Texto fornecido ▸
===

A Câmara dos Deputados aprovou nesta quarta-feira (5) o projeto de decreto legislativo que suspende a resolução nº 258 do Conanda (Conselho Nacional dos Direitos da Criança e do Adolescente), que estabelecia diretrizes para o acesso ao aborto legal por crianças e adolescentes. O texto foi aprovado por 317 votos a favor e 111 contra, e seguirá agora para análise do Senado Federal.
A resolução, publicada em dezembro de 2024, orientava serviços de saúde, assistência social e proteção sobre os procedimentos necessários para garantir, de forma articulada, o direito ao aborto legal para menores de idade. Entre as determinações, o Conanda previa que a criança ou adolescente deveria ser acompanhada durante todo o processo por profissionais do Sistema de Garantia de Direitos da Criança e do Adolescente e passar por um processo de escuta especializada.
O documento também estabelecia que o procedimento fosse realizado, preferencialmente, no município de residência da paciente. Caso o serviço local não estivesse disponível, a orientação era encaminhar a criança ou adolescente ao centro de saúde mais próximo com capacidade para realizar o aborto.
No Brasil, o aborto é permitido em três situações: quando a gravidez resulta de estupro, quando há risco de morte para a gestante ou em casos de anencefalia fetal.
Mais cedo, os deputados haviam aprovado o regime de urgência para a proposta — por 313 votos a 119 —, o que permitiu que o texto fosse levado diretamente ao plenário, sem necessidade de análise prévia pelas comissões temáticas.
Ameaça ao aborto legal
O PDL foi apresentado pela deputada Chris Tonietto (PL-RJ), com o apoio de outros 45 parlamentares de partidos conservadores e do centrão, como PL, União Brasil, Republicanos e PSD.

===

Dados fornecidos ▸
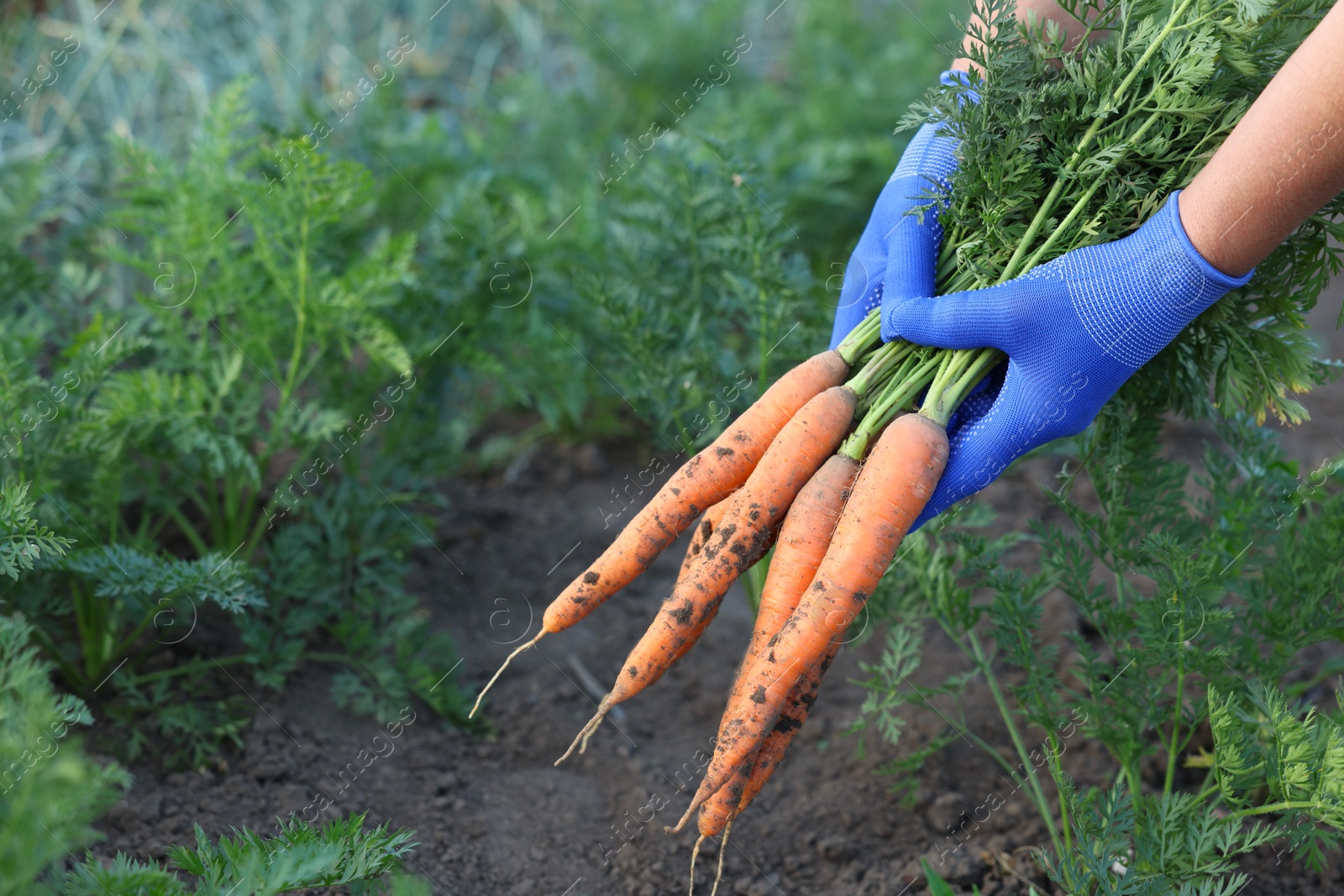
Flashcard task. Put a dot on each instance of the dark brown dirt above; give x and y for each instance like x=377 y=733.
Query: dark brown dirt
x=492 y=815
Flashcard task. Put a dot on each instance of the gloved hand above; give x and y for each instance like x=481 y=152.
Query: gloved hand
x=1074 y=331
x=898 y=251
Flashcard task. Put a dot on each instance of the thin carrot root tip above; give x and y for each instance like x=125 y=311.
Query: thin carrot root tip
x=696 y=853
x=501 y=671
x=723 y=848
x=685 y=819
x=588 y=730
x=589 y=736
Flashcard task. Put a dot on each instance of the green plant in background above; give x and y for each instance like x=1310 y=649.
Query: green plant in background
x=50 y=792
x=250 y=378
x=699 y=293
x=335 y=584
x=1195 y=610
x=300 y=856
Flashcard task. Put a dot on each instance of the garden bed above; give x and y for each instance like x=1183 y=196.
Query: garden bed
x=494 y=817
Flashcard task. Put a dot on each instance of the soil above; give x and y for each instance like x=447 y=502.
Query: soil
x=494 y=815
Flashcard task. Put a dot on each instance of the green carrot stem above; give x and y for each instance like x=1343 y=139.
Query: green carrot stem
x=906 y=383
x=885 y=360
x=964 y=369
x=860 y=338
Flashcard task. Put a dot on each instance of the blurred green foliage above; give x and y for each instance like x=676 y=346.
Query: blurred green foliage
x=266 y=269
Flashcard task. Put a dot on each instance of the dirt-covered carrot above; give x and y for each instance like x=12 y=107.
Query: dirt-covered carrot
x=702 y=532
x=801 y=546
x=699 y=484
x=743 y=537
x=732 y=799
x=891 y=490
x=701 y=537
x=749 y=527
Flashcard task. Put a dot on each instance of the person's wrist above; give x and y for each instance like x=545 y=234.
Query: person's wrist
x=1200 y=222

===

Tarefa indicada A ▸
Diga se cada afirmação abaixo está de acordo com o texto sobre a resolução do Conanda. Responda sim ou não e cite as palavras exatas do texto que decidem cada caso.
(i) A Câmara aprovou o projeto por 317 votos a 111.
(ii) A resolução do Conanda foi publicada em janeiro de 2025.
(iii) O PDL contou com o apoio de outros 45 parlamentares.
Tarefa indicada B ▸ Reescreva o trecho do texto sobre a resolução do Conanda que começa nas palavras "No Brasil, o" e termina logo após "pelas comissões temáticas.", substituindo "comissões temáticas" por "comissões permanentes".
A listagem é um material à parte, sem relação com o texto sobre a resolução do Conanda.

Resultado A ▸
(i) Sim: "O texto foi aprovado por 317 votos a favor e 111 contra".
(ii) Não: "publicada em dezembro de 2024".
(iii) Sim: "com o apoio de outros 45 parlamentares".

Resultado B ▸
No Brasil, o aborto é permitido em três situações: quando a gravidez resulta de estupro, quando há risco de morte para a gestante ou em casos de anencefalia fetal.
Mais cedo, os deputados haviam aprovado o regime de urgência para a proposta — por 313 votos a 119 —, o que permitiu que o texto fosse levado diretamente ao plenário, sem necessidade de análise prévia pelas comissões permanentes.